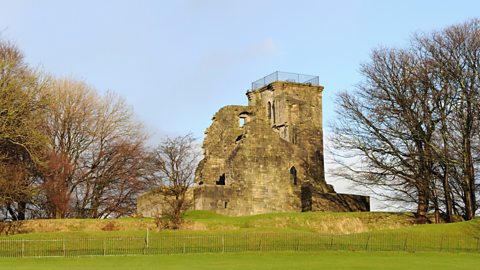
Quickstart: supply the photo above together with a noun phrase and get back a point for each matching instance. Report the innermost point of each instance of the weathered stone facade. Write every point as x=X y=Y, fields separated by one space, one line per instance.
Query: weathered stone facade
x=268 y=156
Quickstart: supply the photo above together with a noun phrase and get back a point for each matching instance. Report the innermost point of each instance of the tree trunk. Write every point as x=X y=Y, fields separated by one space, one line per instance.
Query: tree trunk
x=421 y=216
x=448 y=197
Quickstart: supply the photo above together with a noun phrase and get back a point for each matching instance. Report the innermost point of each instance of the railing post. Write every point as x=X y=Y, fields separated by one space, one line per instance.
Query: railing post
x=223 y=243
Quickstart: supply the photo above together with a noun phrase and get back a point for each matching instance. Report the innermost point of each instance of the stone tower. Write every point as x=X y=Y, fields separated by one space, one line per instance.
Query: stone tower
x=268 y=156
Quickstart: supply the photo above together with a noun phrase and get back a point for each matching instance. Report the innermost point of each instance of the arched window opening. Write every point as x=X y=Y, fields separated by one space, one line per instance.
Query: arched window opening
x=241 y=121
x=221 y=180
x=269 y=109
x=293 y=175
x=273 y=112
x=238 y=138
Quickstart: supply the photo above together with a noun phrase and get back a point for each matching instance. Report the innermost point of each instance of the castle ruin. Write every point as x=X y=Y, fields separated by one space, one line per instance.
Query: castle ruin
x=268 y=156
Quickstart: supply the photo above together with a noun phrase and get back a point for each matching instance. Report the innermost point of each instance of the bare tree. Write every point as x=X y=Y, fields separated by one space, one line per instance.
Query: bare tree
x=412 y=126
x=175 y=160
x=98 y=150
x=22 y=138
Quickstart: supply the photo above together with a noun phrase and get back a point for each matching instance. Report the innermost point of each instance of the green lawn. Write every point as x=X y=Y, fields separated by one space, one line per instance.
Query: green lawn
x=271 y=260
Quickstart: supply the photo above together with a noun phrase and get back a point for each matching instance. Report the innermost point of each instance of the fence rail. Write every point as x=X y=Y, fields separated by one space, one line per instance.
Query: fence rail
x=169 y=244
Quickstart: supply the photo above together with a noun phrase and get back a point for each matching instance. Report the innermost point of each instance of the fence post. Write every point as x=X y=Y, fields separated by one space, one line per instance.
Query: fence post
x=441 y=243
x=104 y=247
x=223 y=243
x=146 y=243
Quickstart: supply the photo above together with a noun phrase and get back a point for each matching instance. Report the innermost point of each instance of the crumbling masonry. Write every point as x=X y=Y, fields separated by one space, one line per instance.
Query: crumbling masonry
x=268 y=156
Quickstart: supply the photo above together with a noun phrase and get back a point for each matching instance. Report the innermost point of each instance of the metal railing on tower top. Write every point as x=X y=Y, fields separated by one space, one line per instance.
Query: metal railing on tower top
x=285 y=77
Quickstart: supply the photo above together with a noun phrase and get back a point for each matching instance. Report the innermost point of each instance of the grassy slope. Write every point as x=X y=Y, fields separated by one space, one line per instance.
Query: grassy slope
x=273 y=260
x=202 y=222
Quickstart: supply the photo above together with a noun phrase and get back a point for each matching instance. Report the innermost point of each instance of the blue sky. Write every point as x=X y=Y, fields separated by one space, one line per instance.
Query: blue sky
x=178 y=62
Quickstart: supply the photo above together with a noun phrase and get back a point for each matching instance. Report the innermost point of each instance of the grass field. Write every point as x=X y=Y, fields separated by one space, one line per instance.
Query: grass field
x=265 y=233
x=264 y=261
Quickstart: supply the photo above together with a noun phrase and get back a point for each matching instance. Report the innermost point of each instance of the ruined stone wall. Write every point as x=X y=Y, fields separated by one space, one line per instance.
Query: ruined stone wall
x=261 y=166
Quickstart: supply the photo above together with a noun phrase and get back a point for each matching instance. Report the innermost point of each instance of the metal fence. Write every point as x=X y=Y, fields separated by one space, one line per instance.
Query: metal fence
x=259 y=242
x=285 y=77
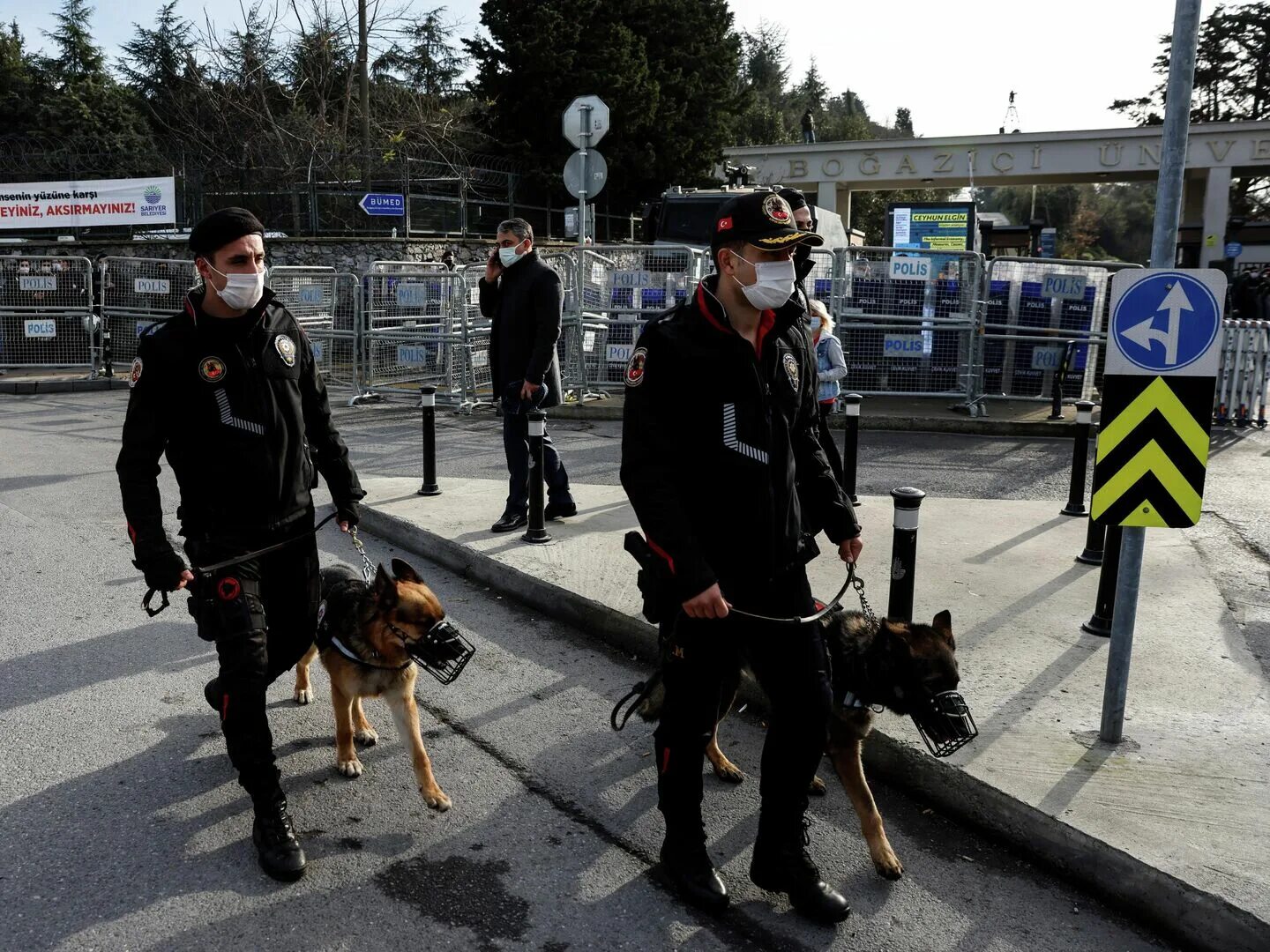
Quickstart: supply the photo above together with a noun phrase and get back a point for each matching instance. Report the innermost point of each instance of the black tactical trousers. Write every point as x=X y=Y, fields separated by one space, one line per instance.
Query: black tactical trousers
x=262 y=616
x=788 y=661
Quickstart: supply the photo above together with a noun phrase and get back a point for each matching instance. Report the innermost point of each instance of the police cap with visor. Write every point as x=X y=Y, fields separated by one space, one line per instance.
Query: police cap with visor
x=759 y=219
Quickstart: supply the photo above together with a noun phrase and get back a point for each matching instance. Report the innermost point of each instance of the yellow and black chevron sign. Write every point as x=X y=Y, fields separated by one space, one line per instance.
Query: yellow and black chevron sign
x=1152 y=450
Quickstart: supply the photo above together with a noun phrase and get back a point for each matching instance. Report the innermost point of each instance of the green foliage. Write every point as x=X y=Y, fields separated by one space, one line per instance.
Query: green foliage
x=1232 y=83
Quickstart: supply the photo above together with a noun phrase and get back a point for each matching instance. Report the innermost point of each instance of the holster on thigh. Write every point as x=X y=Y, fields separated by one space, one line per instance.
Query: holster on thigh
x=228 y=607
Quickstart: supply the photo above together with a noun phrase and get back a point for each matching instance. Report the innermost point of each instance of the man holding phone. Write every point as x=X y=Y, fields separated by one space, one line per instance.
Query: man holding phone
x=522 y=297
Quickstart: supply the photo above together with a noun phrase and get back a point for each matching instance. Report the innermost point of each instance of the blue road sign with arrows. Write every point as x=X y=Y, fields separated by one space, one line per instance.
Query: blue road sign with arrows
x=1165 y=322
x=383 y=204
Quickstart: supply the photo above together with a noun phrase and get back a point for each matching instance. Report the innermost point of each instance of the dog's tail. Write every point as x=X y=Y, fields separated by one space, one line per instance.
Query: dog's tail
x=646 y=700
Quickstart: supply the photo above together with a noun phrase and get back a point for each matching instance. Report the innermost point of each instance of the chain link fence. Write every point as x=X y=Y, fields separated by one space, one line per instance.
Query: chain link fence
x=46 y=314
◆ ◆ ◆ ◆
### WORK ORDER
Each line of the data is to be duplicated exactly; pictures stay out of the copy.

### RESULT BELOW
Quickstart: supply the photo above together with a noun phrase and get back a point for each matching instance. Report the innermost point of each instance of the weathered stone facade. Write every point as x=X y=Y, fields separated by one space, one line per instance.
Query: weathered stone facade
x=268 y=156
Quickstart: supply the photo above together with a noun phrase and get back a point for each matching instance. Report the innermost point of each instance of the tree trunk. Write every point as x=X y=Y, fields separated by one space, one line per instance.
Query: tree trunk
x=421 y=216
x=448 y=197
Quickstart: supply the photo above together with a noun phrase and get back a point for each matching instance. Report the innermost point of each instance of the railing post. Write every point as x=X y=Y, fields separated by one space, one line per instance.
Query: railing post
x=223 y=243
Quickstart: supply the photo above together with a noun phrase and get back a point for each matching instance. Report the innermost point of each instance of the stone tower. Write every point as x=X y=Y, fields separated by one space, one line per instance.
Query: stone tower
x=268 y=156
Quickstart: supply the photo above together with a noun phrase and get back a point for each matching instance. Report the innermost point of each instance of the arched window opening. Write every point as x=X y=Y, fields separated by one space, one line per instance.
Query: arched window opening
x=241 y=121
x=221 y=180
x=269 y=109
x=293 y=175
x=273 y=112
x=238 y=138
Quickstart: supply the photo above together with a noun phrase and get back a point for each matching instance. Report the innermost point of each instance of the castle ruin. Write every point as x=X y=Y, fields separated by one space, one line per instance.
Query: castle ruin
x=268 y=156
Quickstart: supply the photo above together with a noun phrase and get back a point for each matching instance. Report the innermost point of each instance of the bare tree. Write every point as x=X y=Y, fields separated by one space, one line per instance.
Query: bare tree
x=412 y=126
x=175 y=160
x=98 y=150
x=22 y=138
Quickstart: supply the photo above together with a noun phrase and get back a point for each matching instance. Report the innermost point of each instance of the green lawn. Write every point as x=X y=Y, fields separated by one space, one line per instance.
Query: green lawn
x=271 y=260
Quickstart: supply the photo above together with a noun phrase and get back a point for each matching instance. Report the innermost point of each instance of the fence rail. Write every point as x=X y=Y, fields separated by one space, one line per instance.
Query: fence rail
x=169 y=244
Quickstart: supply the photo above together with a noun phrase and get back a point for each matching instance. Report the innermost point of each instance of the fence post. Write every point as x=X y=Y, fields separated by one space, one line per instance.
Query: fence post
x=441 y=243
x=104 y=247
x=223 y=243
x=146 y=243
Quickstart: supply the photo above together with a noun phrase and get back a point for each matching instance. Report the innermost point of each instance of the crumbling masonry. Write every point as x=X y=Y, fields separated by one space, one line per instance.
Query: crumbling masonry
x=268 y=156
Quickstart: supply the photo above together with a noun phrase and get back a point for each matching instance. Report the innermost point of each instance of the metal railing on tower top. Write every point as x=X y=Y, fields separated by one space, one line per instance.
Query: metal railing on tower top
x=285 y=77
Quickstart: supply the photo above together with a noun phrase and get back a point for each matching instance. Report the innermost point of each instance of the grassy slope. Write every point as x=X y=Y, fields separated by one space, one line per instance.
Query: grassy slope
x=273 y=260
x=202 y=222
Quickstart: supply the photo above together with a noun phrase and get back a point for each matching instance. Report the innermost point of each instance of the blue sky. Write every point as x=X y=Y, fields separated by one space, one line per instance.
Query: blue sky
x=178 y=62
Quickstart: supply the photo above together with a noun phrase and get back a point for each matching instance. Report the innermost point of each instance of the grass field. Write every point as x=X y=Y, fields separated by one space, one line per instance.
Query: grass field
x=265 y=233
x=264 y=261
Quickstart: supply the photo above together with a noun phrase and get back a point for each matching instance. Report the innermost point of each instance of the ruined stone wall. Write every point as x=X y=Y, fields separated by one space, one line per instance.
Query: ruined stone wall
x=261 y=166
Quickstart: supply the photo above together with a noun phrase and get back a point for each matching instance. Report the innermost point of each instance of the metal fence. Write every point as x=X y=Y, fields separated by one space, one line per instance.
Query: metal fence
x=259 y=242
x=285 y=77
Quickstart: supply the photo above together with a noun phrase and get back a point for each matching instance. Report the innermost point of each instance of the black tactical trousers. Write every point as x=X y=Y, fields separated by one space, one line per instance.
Query: black tactical trousers
x=262 y=616
x=788 y=661
Quickstart: supply the photo above together with a noun phrase and get back a point for each matching instance. Report the innermost point of each instance of the police cap with visor. Write every point as x=X y=Y, fields separated by one space, one line per instance.
Query: police cap with visor
x=759 y=219
Quickstart: supply the photo above together with a noun phrase and get back a point for each matching instance. Report the innermost point of each instance of the yellow and black chevron sign. Write every point as x=X y=Y, fields separated by one space, one line per instance.
Query: yellow and black chevron sign
x=1152 y=450
Quickstart: supply the photo above together with a noun phrase and get back a point for each matching instance. Report the innermost point of each instance of the green foliage. Write every point as x=X y=Y, fields separated by one space, one line per instance.
Query: green foliage
x=1232 y=83
Quickstart: supply the photo above together with a noun phrase and get back a point for each matching instance. Report the innermost point of each instance of the holster on thigh. Write every point as x=X y=Y, fields separated by one space, one line per instance.
Query: holster on thigh
x=228 y=607
Quickstart: supply the photo above together with a noun phrase and get back a point for each matching instance. Report the innermost point of each instance of the man holding phone. Write every point as x=X y=Y, fields separated by one space, one line per instance.
Query: man holding phone
x=522 y=297
Quickstart: supply the photo above together with a noun phrase and get back a point for each matching instance. Report the innermost point of each instance of the blue road sign with arrows. Write every point as x=X y=Y, fields separated by one space, one line per instance.
Query: blue road sign with arrows
x=1165 y=322
x=383 y=204
Quickstart: supply the photo above together with a noun phrase and get back a point for each matching instance. Report the innermost point of each instance of the dog's tail. Write every point as x=X y=Y, fields separated by one space, one line per instance.
Query: dog's tail
x=646 y=700
Quickstart: supply the photo above together with a noun phrase and get back a point for each matching instance. Report the innermost point of each instance of the chain link fence. Write every point as x=X y=Y, fields separated by one space, one line per instance.
Query: chain link fence
x=46 y=314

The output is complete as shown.